Ausgewählter Text:
»»
Was diesem Ideal der Außendarstellung im Wege steht, sind alle Erfahrungen von Niederlagen, Scheitern sowie Selbstzweifel, persönliche Unsicherheit und vieles mehr, was das Leben an eher problematischen Erfahrungen mit sich bringt. Getreu dem Operettenmotto »Immer nur lächeln …, doch wie’s da drin aussieht, geht niemand was an« wagen es viele Menschen heute nicht mehr, sich mit ihren Problemen an andere zu wenden und sich damit als »überhaupt nicht gut drauf« oder »gut dran« zu offenbaren. Sie fürchten, als Schwächlinge und Versager, als Störenfriede oder Stimmungskiller angesehen und womöglich ausgegrenzt oder verachtet zu werden.
Dies führt dazu, dass gerade bei den negativen Gefühlen – abgesehen von Ärger – eine große Verschwiegenheit herrscht, die z.B. Trauernde, aber auch viele andere seelisch Belastete dazu treibt, sich entweder völlig zurückzuziehen oder sich in eine »Selbsthilfegruppe«mit lauter Gleichgesinnten zu flüchten. Es führt außerdem dazu, dass sich Menschen mit seelischen Problemen zunehmend an professionelle Helfer wenden, weil sie in ihrem sozialen Umfeld keine Möglichkeit sehen – oder es nicht wagen –, sich jemandem anzuvertrauen.
««
Vorhandene Angaben:
»»
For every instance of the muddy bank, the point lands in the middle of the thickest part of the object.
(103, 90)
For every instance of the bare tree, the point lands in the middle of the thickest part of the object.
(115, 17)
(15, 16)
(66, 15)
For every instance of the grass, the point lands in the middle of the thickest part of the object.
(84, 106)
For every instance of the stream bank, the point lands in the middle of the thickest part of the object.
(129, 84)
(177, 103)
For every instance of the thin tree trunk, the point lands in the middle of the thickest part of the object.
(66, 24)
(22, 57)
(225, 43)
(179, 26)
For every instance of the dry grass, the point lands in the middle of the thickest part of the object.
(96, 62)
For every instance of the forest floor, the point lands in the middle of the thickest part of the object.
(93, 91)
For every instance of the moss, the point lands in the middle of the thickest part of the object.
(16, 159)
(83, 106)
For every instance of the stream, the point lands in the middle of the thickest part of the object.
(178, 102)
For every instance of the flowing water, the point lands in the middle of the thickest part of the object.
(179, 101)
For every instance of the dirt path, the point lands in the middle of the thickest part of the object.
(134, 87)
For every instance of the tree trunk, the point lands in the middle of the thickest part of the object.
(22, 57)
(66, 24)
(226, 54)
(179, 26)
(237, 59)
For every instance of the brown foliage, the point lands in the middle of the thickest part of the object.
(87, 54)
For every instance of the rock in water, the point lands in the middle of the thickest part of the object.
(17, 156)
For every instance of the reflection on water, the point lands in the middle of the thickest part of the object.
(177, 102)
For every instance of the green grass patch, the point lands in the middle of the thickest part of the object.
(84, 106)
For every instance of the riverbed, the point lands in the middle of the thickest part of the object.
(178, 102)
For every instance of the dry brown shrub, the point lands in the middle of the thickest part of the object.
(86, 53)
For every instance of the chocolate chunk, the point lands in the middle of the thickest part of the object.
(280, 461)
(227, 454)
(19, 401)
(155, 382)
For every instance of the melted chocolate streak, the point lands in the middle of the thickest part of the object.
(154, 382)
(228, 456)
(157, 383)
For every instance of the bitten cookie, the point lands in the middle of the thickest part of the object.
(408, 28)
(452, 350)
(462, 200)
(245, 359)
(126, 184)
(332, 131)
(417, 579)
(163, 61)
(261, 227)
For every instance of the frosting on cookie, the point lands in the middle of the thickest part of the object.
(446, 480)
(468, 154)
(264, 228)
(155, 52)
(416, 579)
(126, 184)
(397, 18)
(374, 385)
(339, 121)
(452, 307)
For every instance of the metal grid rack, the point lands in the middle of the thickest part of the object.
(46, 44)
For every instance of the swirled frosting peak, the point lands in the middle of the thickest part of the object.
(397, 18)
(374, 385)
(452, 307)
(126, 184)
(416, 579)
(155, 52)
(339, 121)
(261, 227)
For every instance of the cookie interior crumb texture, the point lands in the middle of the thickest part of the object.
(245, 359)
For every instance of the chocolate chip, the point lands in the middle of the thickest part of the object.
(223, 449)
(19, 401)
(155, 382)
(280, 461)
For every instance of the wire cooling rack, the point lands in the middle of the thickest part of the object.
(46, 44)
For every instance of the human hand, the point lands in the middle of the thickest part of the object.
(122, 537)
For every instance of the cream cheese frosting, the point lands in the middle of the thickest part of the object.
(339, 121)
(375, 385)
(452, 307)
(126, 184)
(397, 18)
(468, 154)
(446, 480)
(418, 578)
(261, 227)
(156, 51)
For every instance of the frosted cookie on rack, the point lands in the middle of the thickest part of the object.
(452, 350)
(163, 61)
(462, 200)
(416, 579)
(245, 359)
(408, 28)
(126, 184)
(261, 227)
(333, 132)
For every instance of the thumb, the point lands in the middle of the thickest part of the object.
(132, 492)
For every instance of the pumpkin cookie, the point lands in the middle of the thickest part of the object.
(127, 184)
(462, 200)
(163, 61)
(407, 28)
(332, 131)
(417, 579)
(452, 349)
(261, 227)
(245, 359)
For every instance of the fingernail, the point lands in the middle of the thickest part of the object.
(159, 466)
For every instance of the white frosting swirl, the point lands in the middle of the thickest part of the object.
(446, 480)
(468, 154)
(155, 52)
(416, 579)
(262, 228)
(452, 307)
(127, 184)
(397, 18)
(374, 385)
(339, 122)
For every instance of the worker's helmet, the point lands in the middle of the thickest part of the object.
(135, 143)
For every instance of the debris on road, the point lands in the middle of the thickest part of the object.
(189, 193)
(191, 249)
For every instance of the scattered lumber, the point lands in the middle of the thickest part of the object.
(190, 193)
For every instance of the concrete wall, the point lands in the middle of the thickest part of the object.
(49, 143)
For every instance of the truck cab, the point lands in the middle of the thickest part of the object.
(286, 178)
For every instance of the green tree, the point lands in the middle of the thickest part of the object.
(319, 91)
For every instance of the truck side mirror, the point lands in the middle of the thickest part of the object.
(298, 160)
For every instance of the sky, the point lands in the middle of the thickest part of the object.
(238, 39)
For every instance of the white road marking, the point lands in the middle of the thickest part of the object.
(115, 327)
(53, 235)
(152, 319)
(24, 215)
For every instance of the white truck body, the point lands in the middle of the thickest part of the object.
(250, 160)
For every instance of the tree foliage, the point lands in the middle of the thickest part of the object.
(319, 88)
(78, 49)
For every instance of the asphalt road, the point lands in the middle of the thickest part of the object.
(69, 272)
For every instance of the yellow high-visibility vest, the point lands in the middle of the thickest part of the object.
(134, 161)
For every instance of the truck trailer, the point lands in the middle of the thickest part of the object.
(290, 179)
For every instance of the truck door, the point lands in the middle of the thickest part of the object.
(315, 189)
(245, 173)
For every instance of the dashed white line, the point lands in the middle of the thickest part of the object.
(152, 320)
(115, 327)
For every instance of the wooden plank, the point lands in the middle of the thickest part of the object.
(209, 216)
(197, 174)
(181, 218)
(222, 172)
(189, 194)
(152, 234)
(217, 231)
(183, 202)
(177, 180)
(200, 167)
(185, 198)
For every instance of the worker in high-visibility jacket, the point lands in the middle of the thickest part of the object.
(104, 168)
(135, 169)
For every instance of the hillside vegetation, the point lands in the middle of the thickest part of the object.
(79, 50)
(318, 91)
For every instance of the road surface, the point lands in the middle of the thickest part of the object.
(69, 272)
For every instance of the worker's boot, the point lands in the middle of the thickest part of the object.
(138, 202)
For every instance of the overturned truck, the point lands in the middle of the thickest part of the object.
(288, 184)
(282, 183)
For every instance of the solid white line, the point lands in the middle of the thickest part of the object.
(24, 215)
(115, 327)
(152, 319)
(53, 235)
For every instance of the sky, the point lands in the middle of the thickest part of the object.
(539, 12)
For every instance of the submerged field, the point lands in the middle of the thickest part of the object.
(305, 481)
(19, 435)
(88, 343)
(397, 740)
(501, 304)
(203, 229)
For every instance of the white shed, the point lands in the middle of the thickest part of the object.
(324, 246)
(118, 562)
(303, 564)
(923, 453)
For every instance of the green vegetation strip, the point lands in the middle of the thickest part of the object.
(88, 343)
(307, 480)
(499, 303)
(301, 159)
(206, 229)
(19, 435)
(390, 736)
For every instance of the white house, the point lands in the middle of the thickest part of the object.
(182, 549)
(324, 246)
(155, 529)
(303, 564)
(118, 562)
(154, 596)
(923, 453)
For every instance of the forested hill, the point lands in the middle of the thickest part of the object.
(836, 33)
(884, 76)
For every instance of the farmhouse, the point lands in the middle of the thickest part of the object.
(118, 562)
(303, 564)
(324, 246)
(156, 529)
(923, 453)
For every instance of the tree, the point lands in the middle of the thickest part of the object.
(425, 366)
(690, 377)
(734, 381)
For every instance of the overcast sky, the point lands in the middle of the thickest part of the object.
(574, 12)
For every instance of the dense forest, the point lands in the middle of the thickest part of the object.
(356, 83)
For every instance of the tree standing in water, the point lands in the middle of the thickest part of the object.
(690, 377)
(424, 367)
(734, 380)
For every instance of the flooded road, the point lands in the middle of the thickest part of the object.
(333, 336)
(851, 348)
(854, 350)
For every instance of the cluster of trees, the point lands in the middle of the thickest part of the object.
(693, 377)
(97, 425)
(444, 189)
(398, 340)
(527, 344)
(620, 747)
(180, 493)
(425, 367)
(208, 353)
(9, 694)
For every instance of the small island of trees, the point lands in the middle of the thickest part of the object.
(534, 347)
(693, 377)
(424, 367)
««
Aufgabe:
Gib den Text über das Verschweigen seelischer Probleme von oben vollständig und wortgetreu wieder.

Richtige Lösung:
Was diesem Ideal der Außendarstellung im Wege steht, sind alle Erfahrungen von Niederlagen, Scheitern sowie Selbstzweifel, persönliche Unsicherheit und vieles mehr, was das Leben an eher problematischen Erfahrungen mit sich bringt. Getreu dem Operettenmotto »Immer nur lächeln …, doch wie’s da drin aussieht, geht niemand was an« wagen es viele Menschen heute nicht mehr, sich mit ihren Problemen an andere zu wenden und sich damit als »überhaupt nicht gut drauf« oder »gut dran« zu offenbaren. Sie fürchten, als Schwächlinge und Versager, als Störenfriede oder Stimmungskiller angesehen und womöglich ausgegrenzt oder verachtet zu werden.
Dies führt dazu, dass gerade bei den negativen Gefühlen – abgesehen von Ärger – eine große Verschwiegenheit herrscht, die z.B. Trauernde, aber auch viele andere seelisch Belastete dazu treibt, sich entweder völlig zurückzuziehen oder sich in eine »Selbsthilfegruppe«mit lauter Gleichgesinnten zu flüchten. Es führt außerdem dazu, dass sich Menschen mit seelischen Problemen zunehmend an professionelle Helfer wenden, weil sie in ihrem sozialen Umfeld keine Möglichkeit sehen – oder es nicht wagen –, sich jemandem anzuvertrauen.